start Material to process

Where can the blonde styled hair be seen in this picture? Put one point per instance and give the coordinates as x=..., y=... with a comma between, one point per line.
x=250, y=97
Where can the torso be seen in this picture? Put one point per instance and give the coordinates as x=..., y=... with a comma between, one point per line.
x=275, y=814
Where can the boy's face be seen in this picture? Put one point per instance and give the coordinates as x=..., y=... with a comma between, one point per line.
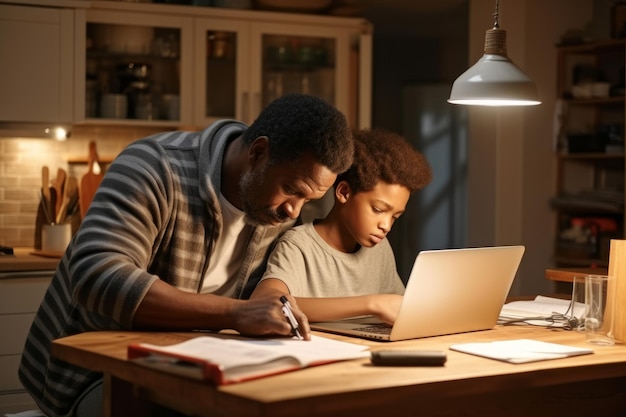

end Material to process

[Given problem] Copy every line of these records word for word, leaving out the pictures.

[Solution to the problem]
Where can the blonde styled hair be seen in this picture? Put one point per instance and give the coordinates as x=..., y=... with a comma between, one point per line.
x=250, y=97
Where can the torso be seen in this picture? Put one point per instance and give the coordinates as x=..., y=... with a comma between, one point per line.
x=275, y=814
Where can the boy's face be seen in this picture? Put one point per instance and give the coordinates as x=..., y=... with a comma between, one point per line.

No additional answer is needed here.